- **Reading passage**
# Sticky  TRIFECTA Performance - Comprehensive tuning for your Chevrolet Cruze!



## Thebigzeus (Dec 2, 2018)

Let me know when you have a "switcher" sale


----------



## JLL (Sep 12, 2017)

Thebigzeus said:


> Let me know when you have a "switcher" sale


Are you STILL waiting on BNR?


----------



## Thebigzeus (Dec 2, 2018)

JLL said:


> Are you STILL waiting on BNR?


No, reverted back to their normal base tune and gave up. Too many overboost issues.


----------



## JLL (Sep 12, 2017)

Thebigzeus said:


> No, reverted back to their normal base tune and gave up. Too many overboost issues.


With the Forge Bypass Valve? Was it recirculating or atmospheric?


----------



## Thebigzeus (Dec 2, 2018)

JLL said:


> With the Forge Bypass Valve? Was it recirculating or atmospheric?


I dont wanna thread hijack , but that valve doesnt matter, its the Forge wastegate actuator though that does.


----------



## pandrad61 (Jul 8, 2015)

Trifecta for your elite tune. Will you guys offer a dual tune on the fly? Like cruise control on it’s a super eco tune, then with it off day your 50hp diesel tune.

Any chance for the diesel tune we can have the screen display when a regen is on so we don’t disrupt it by turning it off.


----------



## Noiitekk (Feb 28, 2017)

I can vouch that they don’t take 3+ weeks to reply


----------



## Blasirl (Mar 31, 2015)

Moved to new Gen I tuning section since you posted in the Gen I powertrain section. If you want this to be in the general discussion section so it is Gen neutral, let me know.


----------

- **Brief A**
Please print the forum thread from "I dont wanna" to "turning it off.".
- **Brief B**
Answer these questions from the forum thread:
(i) What did Thebigzeus revert back to?
(ii) Which Forge part does Thebigzeus say matters?
(iii) To which section did Blasirl move the forum thread?
- **Brief C**
List the usernames of everyone who posts in the forum thread.

- **Data**
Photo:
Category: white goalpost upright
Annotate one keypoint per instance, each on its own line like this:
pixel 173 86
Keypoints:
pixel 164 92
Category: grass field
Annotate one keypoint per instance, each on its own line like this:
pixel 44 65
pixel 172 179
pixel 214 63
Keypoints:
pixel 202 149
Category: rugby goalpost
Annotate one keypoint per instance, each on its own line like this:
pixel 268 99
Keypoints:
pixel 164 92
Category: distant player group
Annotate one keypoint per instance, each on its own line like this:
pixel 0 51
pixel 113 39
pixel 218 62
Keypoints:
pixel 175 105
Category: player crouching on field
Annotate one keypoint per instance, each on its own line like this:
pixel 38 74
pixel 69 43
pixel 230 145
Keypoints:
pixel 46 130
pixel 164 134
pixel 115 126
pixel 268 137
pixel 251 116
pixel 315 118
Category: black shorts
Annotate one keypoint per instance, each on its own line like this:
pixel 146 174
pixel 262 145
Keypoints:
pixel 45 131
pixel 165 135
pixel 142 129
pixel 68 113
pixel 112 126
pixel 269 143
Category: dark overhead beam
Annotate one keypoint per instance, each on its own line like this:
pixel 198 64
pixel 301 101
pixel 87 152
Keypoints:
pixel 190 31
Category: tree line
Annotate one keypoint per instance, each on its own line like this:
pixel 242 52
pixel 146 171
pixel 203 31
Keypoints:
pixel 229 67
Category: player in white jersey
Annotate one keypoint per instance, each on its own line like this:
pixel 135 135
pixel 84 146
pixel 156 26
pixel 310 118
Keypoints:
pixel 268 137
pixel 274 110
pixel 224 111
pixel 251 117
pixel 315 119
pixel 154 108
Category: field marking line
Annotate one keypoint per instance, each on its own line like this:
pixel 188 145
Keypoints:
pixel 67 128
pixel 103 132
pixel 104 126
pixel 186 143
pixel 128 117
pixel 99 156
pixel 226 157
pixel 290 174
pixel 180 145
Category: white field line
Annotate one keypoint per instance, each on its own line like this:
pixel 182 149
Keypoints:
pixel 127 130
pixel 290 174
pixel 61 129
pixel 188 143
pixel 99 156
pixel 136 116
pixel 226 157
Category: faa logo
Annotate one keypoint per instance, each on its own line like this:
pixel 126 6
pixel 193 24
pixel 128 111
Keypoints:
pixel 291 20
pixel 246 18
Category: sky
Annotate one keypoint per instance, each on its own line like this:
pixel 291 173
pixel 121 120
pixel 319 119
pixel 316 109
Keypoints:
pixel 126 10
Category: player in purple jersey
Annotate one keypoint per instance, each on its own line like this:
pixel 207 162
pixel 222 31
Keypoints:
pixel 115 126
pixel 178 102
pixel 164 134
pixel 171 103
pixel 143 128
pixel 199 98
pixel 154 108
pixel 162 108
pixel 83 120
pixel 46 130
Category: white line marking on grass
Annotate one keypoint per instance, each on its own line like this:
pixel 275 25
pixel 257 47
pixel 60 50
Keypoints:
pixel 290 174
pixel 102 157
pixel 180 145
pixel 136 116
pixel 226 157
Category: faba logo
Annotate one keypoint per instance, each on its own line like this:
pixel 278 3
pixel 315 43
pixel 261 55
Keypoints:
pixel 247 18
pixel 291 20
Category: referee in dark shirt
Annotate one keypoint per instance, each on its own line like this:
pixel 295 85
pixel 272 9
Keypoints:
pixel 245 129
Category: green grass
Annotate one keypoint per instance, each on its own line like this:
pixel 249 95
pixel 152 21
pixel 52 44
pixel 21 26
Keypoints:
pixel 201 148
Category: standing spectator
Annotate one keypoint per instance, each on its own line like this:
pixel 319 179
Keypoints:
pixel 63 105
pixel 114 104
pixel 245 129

- **Finished answer A**
I dont wanna thread hijack , but that valve doesnt matter, its the Forge wastegate actuator though that does.


----------



## pandrad61 (Jul 8, 2015)

Trifecta for your elite tune. Will you guys offer a dual tune on the fly? Like cruise control on it’s a super eco tune, then with it off day your 50hp diesel tune.

Any chance for the diesel tune we can have the screen display when a regen is on so we don’t disrupt it by turning it off.

- **Finished answer B**
(i) Their normal base tune.
(ii) The Forge wastegate actuator.
(iii) The new Gen I tuning section.

- **Finished answer C**
Thebigzeus, JLL, pandrad61, Noiitekk, Blasirl